- EXTRAIT CHOISI
_____

Le problème de l’expérience personnelle en santé

Le problème de l’expérience personnelle en santé

Dans mon article sur la pyramide des preuves, j’ai déjà mentionné brièvement le fait qu’il fallait être prudent lorsque l’on considère une opinion ou un témoignage, lorsque quelqu’un nous fait part de son expérience personnelle et des conclusions qu’il en tire. C’est un sujet important qui ne mérite pas qu’un seul article, ni même deux d’ailleurs…

On se trouve actuellement dans un flou épistémique amplifié par les réseaux sociaux. D’un côté, des informations contradictoires, trompeuses ou mensongères y pullulent. D’un autre, des données de grande qualité, produites par des gens compétents, sont affichées au même niveau que des avis personnels. D’un dernier, le sensationnel ou le faux se propage comme une trainée de poudre alors que les propos nuancés et détaillés, eux, sont boudés [1]. On pourra ajouter que l’absence de confiance du grand public envers les institutions de santé est un des grands problèmes modernes…

Avant même l’existence d’internet (et des bulles de filtres), la problématique de l’expérience personnelle existait déjà depuis belle lurette. C’est en réalité ce qui est l’origine de certains principes de la démarche scientifique : le principe du double aveugle par exemple, dans les essais cliniques. Soyons clair, la science ne doit aucunement négliger les témoignages ou les impressions personnelles, c’est même essentiel par exemple pour la perception de la douleur : il y a beaucoup de subjectif à évaluer. On peut également s’en servir de point de départ pour conduire des expériences contrôlées qui auront pour but de déterminer si il y a une part de vérité ou non. Mais bien souvent, au vu de nos nombreux biais et illusions, il faut bien plus que des expériences personnelles pour pouvoir parler de preuve.

_____

- RELEVÉ DES DONNÉES
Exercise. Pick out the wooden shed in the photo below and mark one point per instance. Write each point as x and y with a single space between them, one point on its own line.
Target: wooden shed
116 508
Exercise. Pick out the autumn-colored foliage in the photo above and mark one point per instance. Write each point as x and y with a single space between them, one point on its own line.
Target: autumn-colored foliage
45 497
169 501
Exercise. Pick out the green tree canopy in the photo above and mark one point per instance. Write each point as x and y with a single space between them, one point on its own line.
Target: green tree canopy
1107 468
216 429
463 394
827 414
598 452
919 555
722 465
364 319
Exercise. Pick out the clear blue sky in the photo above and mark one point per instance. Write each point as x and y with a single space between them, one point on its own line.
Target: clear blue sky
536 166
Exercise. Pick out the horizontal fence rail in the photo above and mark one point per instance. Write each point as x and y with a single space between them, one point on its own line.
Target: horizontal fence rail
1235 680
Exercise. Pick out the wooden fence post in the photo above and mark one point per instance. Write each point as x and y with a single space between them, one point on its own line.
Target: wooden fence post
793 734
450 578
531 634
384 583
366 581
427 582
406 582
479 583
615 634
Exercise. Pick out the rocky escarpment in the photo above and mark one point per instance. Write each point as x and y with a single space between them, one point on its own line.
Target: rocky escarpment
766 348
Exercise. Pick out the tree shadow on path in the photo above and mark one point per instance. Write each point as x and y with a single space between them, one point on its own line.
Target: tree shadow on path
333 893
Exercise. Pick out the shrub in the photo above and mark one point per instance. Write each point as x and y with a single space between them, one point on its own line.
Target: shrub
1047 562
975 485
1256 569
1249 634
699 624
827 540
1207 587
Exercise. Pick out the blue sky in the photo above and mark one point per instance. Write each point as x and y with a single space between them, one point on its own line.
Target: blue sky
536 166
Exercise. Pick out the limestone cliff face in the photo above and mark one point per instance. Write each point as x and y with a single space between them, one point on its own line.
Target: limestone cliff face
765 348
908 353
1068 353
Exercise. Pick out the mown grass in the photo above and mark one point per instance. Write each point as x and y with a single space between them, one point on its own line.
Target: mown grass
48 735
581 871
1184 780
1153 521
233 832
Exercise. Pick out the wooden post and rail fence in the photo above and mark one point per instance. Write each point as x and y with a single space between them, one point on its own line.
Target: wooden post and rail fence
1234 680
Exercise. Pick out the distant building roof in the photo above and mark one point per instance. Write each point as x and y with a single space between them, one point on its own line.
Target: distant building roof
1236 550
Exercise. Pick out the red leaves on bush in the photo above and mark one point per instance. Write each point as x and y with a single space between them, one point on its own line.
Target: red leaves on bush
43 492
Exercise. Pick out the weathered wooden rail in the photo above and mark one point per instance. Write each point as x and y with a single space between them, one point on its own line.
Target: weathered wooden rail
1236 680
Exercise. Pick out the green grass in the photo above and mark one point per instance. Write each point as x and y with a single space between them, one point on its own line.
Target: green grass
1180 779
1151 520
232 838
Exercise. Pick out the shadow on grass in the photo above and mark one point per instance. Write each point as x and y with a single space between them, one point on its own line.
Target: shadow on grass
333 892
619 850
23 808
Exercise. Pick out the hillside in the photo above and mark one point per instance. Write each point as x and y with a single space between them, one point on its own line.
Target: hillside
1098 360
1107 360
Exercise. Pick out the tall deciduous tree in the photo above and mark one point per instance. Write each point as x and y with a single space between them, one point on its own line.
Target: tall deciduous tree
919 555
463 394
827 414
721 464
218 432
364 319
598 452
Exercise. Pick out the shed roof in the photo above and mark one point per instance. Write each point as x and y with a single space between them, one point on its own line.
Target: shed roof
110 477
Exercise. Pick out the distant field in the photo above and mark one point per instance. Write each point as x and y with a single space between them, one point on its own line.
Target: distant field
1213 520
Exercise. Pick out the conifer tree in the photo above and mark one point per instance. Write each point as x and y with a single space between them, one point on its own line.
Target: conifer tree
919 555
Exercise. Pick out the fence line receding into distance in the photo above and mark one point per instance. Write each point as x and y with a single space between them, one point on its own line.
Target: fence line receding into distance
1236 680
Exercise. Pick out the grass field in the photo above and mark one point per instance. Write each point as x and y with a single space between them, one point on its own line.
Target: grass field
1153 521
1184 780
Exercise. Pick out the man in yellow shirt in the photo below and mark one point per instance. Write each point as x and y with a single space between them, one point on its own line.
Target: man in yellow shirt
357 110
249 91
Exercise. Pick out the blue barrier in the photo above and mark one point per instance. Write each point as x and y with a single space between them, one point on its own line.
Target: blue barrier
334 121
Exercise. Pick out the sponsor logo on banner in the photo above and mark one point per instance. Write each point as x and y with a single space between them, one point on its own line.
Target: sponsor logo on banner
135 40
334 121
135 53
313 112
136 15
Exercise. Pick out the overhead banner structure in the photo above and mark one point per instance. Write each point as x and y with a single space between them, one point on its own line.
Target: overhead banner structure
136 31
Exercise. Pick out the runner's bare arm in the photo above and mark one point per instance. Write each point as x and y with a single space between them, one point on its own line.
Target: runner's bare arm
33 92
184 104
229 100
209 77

_____

- CONSIGNE 1
Recopiez le passage de l'extrait sur l'expérience personnelle en santé compris entre « Avant même l’existence » et « parler de preuve. », bornes incluses.
- CONSIGNE 2
Reformulez sous forme de liste le paragraphe de l'extrait sur l'expérience personnelle en santé qui commence par « On se trouve actuellement », en conservant ses faits principaux.
Appuyez-vous uniquement sur l'extrait, sans tenir compte des lignes.

- RÉPONSE RÉDIGÉE 1
Avant même l’existence d’internet (et des bulles de filtres), la problématique de l’expérience personnelle existait déjà depuis belle lurette. C’est en réalité ce qui est l’origine de certains principes de la démarche scientifique : le principe du double aveugle par exemple, dans les essais cliniques. Soyons clair, la science ne doit aucunement négliger les témoignages ou les impressions personnelles, c’est même essentiel par exemple pour la perception de la douleur : il y a beaucoup de subjectif à évaluer. On peut également s’en servir de point de départ pour conduire des expériences contrôlées qui auront pour but de déterminer si il y a une part de vérité ou non. Mais bien souvent, au vu de nos nombreux biais et illusions, il faut bien plus que des expériences personnelles pour pouvoir parler de preuve.

- RÉPONSE RÉDIGÉE 2
- Nous traversons un flou épistémique que les réseaux sociaux amplifient.
- Les informations contradictoires, trompeuses ou mensongères y pullulent.
- Des données de grande qualité, produites par des gens compétents, y sont mises au même niveau que des avis personnels.
- Le sensationnel ou le faux se propage comme une traînée de poudre, tandis que les propos nuancés et détaillés sont boudés.
- Le manque de confiance du grand public envers les institutions de santé est l'un des grands problèmes modernes.